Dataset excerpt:

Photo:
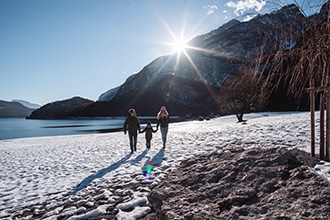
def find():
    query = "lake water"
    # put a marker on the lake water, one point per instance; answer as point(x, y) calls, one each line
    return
point(19, 127)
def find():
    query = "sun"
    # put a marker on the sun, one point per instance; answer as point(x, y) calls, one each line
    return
point(179, 45)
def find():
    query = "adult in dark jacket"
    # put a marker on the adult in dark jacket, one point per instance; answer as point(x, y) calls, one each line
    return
point(148, 130)
point(163, 118)
point(132, 125)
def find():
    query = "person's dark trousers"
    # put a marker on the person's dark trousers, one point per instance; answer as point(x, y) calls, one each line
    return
point(132, 140)
point(148, 143)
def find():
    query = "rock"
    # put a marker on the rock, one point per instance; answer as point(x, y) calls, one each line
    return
point(243, 183)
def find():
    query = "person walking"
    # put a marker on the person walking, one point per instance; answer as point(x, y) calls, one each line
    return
point(148, 130)
point(132, 125)
point(163, 118)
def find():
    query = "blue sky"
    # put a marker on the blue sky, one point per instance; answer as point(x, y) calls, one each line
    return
point(55, 49)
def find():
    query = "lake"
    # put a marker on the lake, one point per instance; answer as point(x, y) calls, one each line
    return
point(19, 127)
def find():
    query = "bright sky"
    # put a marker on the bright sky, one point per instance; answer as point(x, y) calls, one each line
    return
point(55, 49)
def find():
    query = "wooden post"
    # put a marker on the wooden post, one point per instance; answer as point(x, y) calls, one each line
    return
point(322, 105)
point(327, 149)
point(312, 107)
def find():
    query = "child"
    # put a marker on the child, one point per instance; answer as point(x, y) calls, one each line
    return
point(149, 130)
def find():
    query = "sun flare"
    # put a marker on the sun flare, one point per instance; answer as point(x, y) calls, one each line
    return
point(179, 45)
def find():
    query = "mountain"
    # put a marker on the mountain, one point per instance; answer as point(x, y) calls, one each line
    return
point(190, 85)
point(27, 104)
point(13, 110)
point(61, 109)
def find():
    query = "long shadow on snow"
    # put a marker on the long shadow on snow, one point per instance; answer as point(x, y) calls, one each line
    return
point(156, 160)
point(83, 184)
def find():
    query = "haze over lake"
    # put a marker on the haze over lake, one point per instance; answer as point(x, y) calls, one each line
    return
point(20, 128)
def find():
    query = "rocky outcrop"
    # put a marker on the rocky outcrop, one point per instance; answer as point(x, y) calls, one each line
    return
point(190, 85)
point(13, 110)
point(238, 183)
point(61, 109)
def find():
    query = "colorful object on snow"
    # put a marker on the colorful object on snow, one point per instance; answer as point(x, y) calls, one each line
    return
point(149, 167)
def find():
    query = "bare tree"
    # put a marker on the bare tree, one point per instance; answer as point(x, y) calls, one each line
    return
point(241, 94)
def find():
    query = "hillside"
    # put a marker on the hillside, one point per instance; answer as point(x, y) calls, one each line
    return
point(13, 110)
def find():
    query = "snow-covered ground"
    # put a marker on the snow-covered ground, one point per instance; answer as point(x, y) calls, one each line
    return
point(34, 170)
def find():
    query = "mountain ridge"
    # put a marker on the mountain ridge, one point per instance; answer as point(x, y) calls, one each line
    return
point(190, 85)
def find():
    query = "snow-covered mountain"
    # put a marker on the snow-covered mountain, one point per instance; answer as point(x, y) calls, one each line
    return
point(190, 84)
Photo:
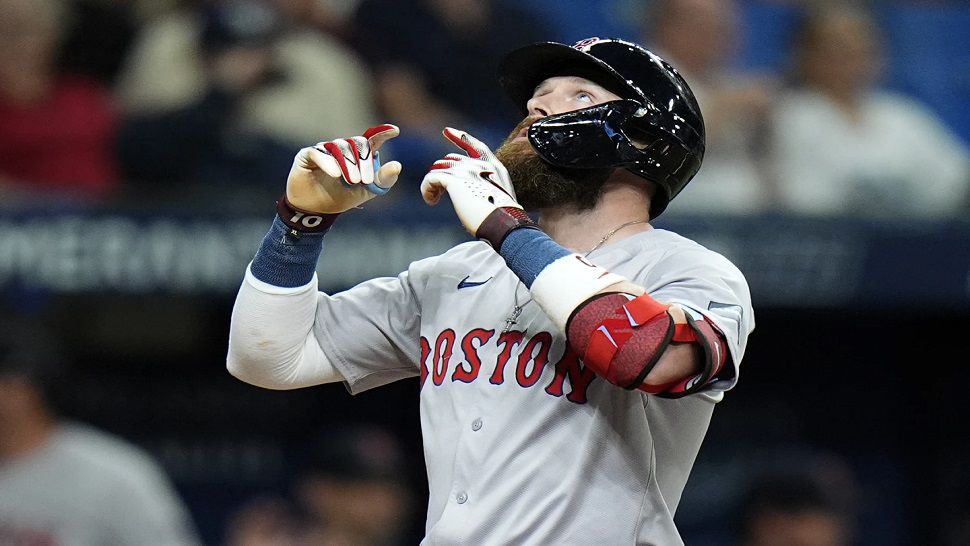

◆ **Prompt**:
Filter the lines above, keeping every one that contains the string "jacket". Treat case as significant.

◆ **Task result**:
    query = "adult in dark jacket"
    # put a marker on the adult in dark jacket, one point per instance; answer as point(x, y) calls, one each line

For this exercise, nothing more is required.